THE PROBLEM - Please copy each line below that contains the word "apartment".
####################
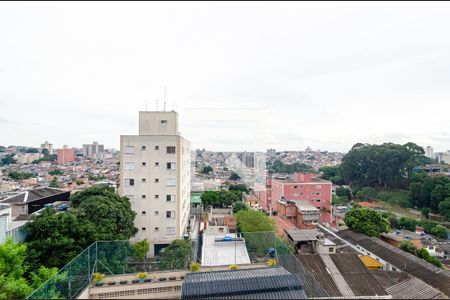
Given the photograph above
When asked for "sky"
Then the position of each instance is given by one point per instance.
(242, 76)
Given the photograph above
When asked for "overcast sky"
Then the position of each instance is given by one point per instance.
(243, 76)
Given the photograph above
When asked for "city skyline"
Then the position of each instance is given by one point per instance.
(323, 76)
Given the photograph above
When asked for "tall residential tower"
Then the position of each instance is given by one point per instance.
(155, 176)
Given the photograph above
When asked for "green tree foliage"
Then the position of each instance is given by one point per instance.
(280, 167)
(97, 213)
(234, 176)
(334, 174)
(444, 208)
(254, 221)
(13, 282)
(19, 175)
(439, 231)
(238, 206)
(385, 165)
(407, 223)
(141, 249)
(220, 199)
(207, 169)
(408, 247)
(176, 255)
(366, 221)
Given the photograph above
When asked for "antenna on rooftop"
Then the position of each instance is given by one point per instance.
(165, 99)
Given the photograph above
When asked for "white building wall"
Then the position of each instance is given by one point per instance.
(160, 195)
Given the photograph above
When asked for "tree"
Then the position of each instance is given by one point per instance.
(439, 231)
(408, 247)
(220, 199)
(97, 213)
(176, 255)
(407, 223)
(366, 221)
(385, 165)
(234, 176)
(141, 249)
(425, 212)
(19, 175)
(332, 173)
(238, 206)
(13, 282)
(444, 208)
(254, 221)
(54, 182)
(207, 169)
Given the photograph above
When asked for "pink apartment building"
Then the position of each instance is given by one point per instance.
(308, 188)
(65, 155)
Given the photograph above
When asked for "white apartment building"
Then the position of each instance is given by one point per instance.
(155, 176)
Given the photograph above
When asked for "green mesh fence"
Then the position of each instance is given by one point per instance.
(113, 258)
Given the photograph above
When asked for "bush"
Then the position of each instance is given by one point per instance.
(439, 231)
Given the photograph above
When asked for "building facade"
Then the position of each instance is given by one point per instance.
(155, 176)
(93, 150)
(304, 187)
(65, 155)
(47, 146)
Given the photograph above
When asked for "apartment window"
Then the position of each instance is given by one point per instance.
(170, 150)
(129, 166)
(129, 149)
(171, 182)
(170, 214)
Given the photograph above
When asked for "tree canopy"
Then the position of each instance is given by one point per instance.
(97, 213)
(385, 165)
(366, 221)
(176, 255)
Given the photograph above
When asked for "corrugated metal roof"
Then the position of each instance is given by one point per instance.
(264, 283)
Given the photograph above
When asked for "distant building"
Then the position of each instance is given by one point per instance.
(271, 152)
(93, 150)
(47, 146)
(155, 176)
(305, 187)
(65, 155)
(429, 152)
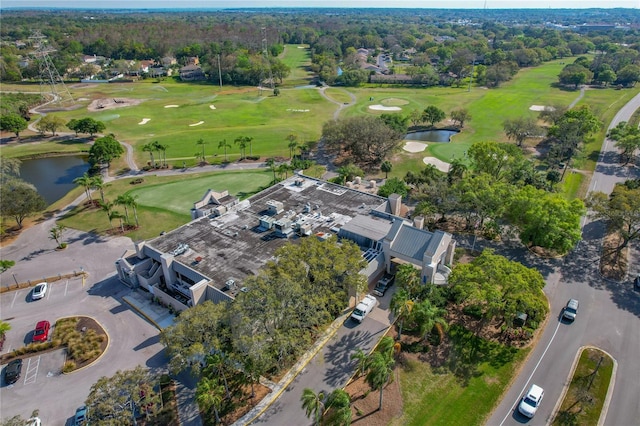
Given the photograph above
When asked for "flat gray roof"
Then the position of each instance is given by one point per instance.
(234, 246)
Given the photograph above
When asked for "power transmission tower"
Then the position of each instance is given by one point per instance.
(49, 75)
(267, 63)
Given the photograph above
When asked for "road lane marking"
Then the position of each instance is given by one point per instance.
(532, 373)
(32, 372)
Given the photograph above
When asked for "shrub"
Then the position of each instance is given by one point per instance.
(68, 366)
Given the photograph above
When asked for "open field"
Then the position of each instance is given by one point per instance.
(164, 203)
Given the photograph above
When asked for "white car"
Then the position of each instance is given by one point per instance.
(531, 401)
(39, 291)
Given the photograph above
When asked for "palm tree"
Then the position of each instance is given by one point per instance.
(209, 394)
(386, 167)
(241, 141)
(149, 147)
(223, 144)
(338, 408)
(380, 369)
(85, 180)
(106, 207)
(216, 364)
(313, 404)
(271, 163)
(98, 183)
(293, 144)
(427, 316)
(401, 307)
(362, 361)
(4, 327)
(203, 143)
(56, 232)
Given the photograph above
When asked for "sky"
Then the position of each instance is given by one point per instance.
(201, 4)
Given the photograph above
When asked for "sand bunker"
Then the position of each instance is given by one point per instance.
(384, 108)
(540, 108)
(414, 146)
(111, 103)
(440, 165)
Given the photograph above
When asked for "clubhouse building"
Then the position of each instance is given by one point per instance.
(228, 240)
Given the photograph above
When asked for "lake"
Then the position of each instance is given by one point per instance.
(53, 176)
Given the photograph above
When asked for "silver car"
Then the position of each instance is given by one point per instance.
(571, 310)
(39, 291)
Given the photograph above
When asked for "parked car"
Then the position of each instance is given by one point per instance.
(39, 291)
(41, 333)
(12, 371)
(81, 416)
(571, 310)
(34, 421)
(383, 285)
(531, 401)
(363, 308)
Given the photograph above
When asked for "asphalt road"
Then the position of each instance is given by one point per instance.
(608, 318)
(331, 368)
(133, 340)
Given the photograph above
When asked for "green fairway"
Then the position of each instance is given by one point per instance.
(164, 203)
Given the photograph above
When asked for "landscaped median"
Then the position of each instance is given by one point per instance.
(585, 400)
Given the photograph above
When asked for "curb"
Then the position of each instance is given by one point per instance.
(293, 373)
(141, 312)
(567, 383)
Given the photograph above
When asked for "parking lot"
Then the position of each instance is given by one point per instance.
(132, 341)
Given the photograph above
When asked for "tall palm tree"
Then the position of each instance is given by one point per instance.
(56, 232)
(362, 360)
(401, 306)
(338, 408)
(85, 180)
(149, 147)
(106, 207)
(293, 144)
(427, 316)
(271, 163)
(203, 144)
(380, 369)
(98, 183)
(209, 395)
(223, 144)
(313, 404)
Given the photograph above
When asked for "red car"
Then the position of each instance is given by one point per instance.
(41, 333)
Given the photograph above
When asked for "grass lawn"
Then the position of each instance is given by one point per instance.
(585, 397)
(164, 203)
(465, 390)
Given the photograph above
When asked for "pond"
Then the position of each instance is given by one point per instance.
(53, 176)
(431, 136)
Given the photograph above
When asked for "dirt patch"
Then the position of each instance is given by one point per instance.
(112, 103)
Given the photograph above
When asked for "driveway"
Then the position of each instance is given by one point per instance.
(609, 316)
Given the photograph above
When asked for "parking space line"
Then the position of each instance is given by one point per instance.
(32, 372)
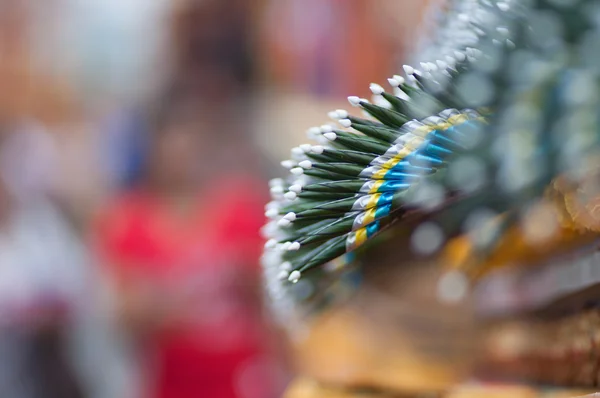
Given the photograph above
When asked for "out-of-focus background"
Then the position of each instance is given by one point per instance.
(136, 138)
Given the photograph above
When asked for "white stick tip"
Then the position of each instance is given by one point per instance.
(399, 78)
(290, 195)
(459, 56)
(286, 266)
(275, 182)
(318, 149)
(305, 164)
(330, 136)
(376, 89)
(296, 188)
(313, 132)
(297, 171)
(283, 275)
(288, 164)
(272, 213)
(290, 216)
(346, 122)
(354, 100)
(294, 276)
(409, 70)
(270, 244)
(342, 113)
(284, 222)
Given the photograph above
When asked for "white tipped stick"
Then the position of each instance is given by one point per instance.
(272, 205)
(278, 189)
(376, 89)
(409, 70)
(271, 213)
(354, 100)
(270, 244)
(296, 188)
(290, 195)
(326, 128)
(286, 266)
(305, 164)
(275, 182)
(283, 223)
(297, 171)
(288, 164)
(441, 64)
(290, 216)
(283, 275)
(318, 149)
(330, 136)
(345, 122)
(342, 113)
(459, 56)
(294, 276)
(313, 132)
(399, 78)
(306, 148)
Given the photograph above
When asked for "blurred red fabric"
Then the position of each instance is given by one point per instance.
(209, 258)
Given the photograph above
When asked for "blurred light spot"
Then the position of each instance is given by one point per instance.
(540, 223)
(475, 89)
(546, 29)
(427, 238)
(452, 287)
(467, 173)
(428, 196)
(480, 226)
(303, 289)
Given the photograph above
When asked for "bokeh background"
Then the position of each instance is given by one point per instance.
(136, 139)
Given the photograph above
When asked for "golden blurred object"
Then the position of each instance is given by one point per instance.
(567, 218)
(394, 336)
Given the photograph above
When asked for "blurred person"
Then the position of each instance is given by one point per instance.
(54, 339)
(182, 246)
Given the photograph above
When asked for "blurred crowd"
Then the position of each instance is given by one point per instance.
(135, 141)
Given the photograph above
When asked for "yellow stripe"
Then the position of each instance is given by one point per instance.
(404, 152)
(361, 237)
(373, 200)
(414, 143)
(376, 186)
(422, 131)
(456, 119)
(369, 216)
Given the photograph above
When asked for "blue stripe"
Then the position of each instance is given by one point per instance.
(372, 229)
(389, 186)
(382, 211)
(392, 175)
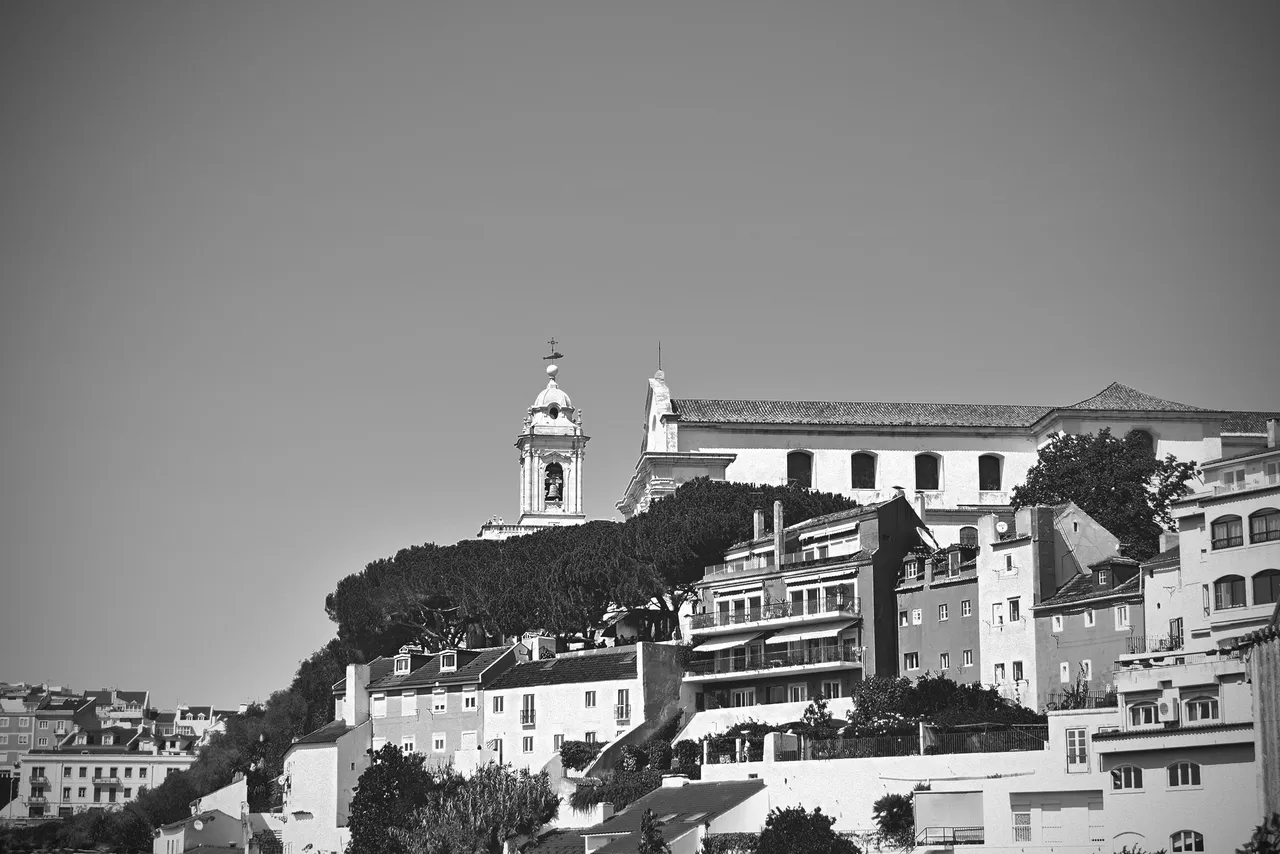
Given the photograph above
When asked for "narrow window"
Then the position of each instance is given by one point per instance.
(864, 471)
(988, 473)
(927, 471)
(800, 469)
####################
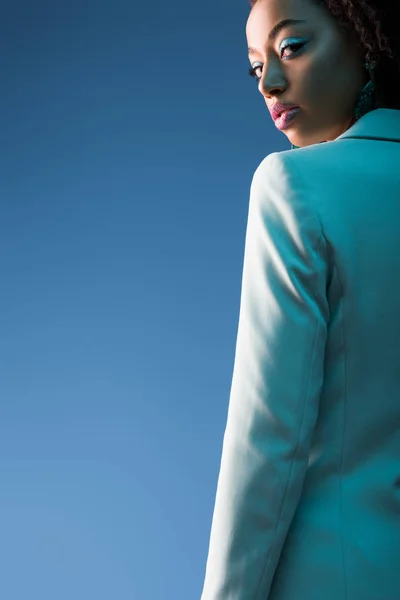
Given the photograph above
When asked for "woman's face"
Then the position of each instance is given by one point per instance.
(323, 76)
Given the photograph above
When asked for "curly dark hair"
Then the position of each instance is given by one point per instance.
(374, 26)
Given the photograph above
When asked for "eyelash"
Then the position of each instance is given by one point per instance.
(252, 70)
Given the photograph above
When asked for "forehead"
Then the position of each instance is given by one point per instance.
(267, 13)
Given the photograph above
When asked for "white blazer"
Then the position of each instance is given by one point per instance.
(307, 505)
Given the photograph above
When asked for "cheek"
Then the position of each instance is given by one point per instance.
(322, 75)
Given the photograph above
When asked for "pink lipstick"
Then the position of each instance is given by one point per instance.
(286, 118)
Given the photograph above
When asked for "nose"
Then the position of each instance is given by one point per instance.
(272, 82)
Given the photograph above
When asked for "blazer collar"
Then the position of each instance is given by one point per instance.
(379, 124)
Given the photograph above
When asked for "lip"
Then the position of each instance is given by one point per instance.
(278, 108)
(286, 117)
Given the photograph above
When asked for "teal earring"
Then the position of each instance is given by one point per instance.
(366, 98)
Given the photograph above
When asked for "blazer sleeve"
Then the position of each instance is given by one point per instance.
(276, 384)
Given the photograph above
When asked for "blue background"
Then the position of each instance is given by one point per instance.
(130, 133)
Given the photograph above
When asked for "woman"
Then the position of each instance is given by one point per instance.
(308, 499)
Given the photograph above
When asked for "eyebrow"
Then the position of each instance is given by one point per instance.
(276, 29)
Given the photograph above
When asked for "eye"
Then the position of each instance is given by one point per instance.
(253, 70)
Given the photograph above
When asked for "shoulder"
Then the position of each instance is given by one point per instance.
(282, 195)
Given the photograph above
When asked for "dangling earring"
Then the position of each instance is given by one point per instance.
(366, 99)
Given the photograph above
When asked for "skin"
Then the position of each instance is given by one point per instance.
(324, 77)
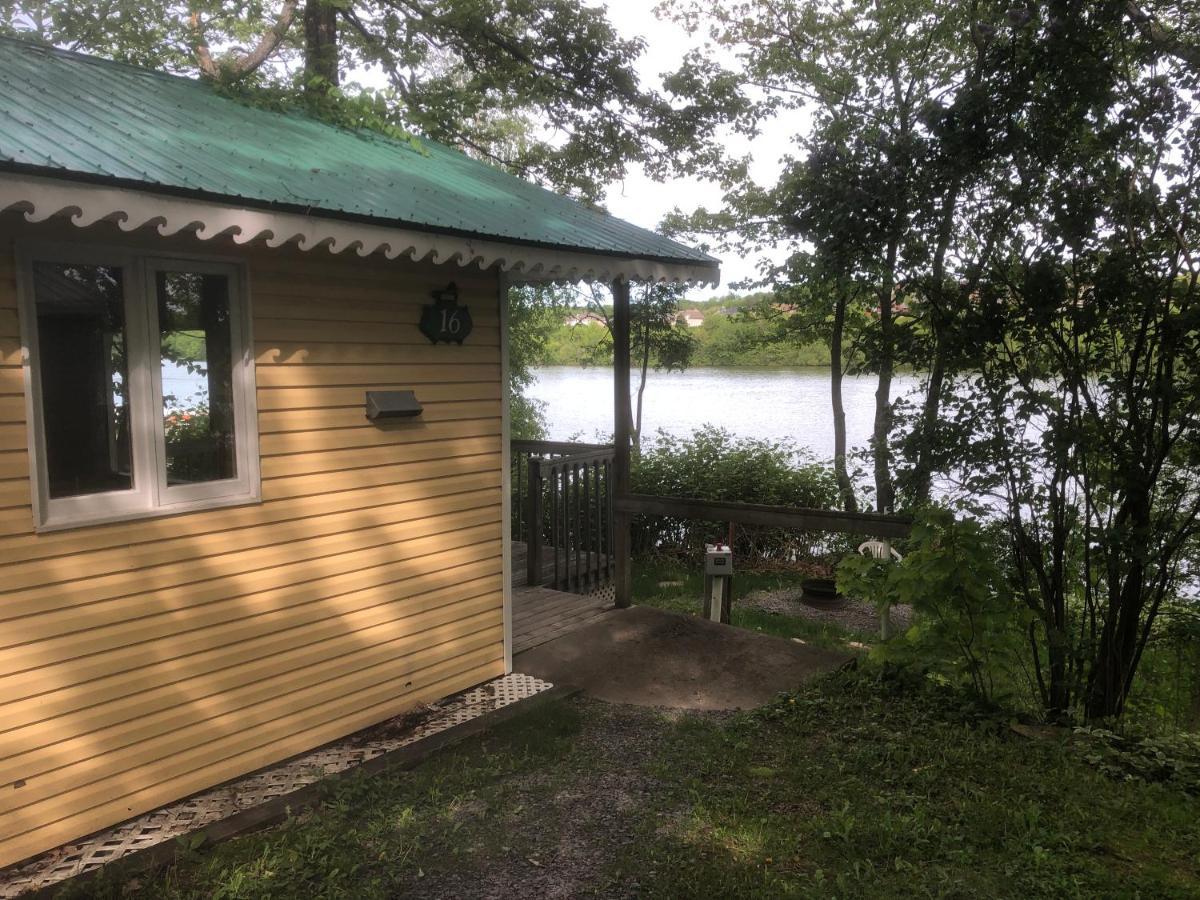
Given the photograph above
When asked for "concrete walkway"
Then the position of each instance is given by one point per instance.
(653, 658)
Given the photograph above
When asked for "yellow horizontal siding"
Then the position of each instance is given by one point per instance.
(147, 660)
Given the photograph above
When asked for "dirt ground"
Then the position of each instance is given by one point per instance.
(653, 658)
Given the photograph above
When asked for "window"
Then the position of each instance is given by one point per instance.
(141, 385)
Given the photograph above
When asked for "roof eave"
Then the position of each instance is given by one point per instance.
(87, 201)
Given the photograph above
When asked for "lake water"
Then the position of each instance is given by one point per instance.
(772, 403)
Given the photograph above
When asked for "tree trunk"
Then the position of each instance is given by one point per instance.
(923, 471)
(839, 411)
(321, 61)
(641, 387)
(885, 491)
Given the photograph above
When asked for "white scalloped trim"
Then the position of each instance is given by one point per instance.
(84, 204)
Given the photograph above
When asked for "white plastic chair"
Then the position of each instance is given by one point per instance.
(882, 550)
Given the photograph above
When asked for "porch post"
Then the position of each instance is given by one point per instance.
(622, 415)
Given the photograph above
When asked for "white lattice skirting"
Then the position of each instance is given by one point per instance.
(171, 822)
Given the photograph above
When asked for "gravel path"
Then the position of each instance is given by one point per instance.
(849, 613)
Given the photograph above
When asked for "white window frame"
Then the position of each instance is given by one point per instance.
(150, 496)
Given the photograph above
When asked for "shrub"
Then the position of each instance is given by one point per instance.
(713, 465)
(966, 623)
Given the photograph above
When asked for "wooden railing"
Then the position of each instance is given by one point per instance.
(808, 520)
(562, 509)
####################
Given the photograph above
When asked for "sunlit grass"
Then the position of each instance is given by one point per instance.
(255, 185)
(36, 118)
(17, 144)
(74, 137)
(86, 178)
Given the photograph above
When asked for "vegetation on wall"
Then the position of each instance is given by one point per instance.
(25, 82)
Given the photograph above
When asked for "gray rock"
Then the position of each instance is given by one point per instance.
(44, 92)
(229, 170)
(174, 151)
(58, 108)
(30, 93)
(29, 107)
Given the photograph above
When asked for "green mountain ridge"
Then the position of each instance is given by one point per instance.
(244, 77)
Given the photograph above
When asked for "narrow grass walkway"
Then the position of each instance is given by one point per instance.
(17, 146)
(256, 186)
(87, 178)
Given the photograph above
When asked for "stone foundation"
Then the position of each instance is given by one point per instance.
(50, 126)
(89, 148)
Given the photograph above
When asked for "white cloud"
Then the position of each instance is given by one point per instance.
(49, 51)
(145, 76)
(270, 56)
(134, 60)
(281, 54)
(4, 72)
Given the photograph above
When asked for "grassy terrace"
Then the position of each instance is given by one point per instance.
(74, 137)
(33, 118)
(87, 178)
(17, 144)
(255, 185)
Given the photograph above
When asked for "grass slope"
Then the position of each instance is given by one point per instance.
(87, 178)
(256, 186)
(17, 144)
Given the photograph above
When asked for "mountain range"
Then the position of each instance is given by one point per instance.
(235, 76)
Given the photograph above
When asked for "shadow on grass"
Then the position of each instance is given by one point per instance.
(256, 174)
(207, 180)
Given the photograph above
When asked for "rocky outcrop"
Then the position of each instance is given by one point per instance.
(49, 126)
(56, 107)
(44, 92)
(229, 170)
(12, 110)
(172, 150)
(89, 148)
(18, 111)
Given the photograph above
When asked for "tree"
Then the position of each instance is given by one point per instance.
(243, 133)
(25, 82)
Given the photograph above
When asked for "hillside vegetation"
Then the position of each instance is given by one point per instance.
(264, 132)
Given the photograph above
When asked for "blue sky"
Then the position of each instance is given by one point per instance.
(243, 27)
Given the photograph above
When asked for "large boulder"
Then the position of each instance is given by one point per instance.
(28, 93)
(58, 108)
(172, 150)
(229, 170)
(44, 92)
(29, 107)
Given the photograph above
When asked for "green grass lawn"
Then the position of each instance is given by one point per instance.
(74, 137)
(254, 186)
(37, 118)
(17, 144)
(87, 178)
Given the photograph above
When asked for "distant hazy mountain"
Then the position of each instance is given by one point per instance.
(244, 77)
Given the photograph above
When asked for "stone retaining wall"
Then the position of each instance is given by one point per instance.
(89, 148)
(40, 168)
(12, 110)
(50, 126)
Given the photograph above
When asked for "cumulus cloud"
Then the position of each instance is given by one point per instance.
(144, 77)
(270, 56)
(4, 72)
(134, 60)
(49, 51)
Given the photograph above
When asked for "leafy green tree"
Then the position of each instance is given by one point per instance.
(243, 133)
####################
WORKED SOLUTION -
When asked for "pink apartment building"
When asked for "white apartment building"
When asked for "apartment window"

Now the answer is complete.